» **Rows contained in a dataset**
--------------------------------
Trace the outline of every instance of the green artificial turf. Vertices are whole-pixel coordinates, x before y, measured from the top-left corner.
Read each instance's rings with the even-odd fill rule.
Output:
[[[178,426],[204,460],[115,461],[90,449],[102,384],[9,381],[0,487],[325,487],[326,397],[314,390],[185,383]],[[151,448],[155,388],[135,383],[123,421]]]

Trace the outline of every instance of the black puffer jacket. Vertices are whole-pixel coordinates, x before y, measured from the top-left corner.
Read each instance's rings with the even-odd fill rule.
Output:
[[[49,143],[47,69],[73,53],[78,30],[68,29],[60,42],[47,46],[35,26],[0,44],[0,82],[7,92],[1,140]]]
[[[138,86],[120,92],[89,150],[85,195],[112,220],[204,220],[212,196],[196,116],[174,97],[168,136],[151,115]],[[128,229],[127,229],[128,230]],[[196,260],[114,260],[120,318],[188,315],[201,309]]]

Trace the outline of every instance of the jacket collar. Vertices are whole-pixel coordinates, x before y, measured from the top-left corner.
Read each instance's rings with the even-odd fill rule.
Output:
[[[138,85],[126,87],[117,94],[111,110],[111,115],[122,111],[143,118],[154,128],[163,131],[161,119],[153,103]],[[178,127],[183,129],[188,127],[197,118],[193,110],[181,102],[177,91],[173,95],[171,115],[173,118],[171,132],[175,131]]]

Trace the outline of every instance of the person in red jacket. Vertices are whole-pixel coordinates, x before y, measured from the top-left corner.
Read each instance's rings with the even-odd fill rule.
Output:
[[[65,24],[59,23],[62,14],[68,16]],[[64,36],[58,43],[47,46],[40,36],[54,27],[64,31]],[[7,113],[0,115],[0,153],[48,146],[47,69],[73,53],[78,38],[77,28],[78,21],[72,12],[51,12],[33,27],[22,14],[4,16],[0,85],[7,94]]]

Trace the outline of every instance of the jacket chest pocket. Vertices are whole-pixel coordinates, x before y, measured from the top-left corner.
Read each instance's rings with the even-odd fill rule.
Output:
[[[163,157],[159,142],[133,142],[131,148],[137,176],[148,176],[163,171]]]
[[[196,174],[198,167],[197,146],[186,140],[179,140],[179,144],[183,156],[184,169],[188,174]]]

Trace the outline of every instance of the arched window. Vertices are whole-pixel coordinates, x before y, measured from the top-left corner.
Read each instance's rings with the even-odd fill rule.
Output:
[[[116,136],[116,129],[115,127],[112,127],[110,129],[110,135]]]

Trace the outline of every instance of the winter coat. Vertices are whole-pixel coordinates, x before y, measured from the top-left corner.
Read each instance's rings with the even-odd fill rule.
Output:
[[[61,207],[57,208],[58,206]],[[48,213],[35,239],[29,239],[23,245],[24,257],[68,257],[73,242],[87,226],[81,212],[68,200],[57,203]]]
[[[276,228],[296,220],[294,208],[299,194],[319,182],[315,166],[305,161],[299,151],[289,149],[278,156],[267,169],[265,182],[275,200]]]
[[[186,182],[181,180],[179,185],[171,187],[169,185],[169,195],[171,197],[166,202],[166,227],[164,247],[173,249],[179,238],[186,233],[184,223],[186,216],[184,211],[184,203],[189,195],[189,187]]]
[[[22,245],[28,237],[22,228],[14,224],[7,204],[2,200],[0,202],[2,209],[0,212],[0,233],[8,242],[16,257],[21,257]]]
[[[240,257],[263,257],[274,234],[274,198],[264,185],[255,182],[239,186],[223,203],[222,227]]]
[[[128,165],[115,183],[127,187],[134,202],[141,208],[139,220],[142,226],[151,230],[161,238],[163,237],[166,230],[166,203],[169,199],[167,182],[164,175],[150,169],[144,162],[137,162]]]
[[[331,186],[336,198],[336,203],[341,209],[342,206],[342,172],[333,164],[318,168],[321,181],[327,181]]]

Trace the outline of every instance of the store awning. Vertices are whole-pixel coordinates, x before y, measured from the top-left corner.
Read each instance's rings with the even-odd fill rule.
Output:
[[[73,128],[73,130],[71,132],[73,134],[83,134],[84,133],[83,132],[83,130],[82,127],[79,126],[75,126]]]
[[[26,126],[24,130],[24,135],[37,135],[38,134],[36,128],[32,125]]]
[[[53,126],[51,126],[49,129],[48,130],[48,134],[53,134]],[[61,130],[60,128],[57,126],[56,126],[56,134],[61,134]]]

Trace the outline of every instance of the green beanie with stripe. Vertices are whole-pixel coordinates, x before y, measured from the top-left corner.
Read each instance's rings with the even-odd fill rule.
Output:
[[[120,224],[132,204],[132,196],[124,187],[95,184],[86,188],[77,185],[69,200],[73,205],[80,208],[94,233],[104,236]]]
--------------------------------
» **Exercise prompt**
Starting at the line that contains "Trace the outline of every instance of the green beanie" and continuing to the end of the rows, rewrite those lines, requests included. Add 137 to every polygon vertex coordinate in the answers.

» **Reply**
Trace the outline of every instance of the green beanie with stripe. Vertices are whole-pixel coordinates, x before y, measured from the top-left corner.
Read each instance's rings with the even-odd fill rule.
Output:
[[[257,361],[269,341],[269,333],[261,324],[232,321],[223,325],[214,322],[206,337],[210,342],[217,345],[231,370],[241,373]]]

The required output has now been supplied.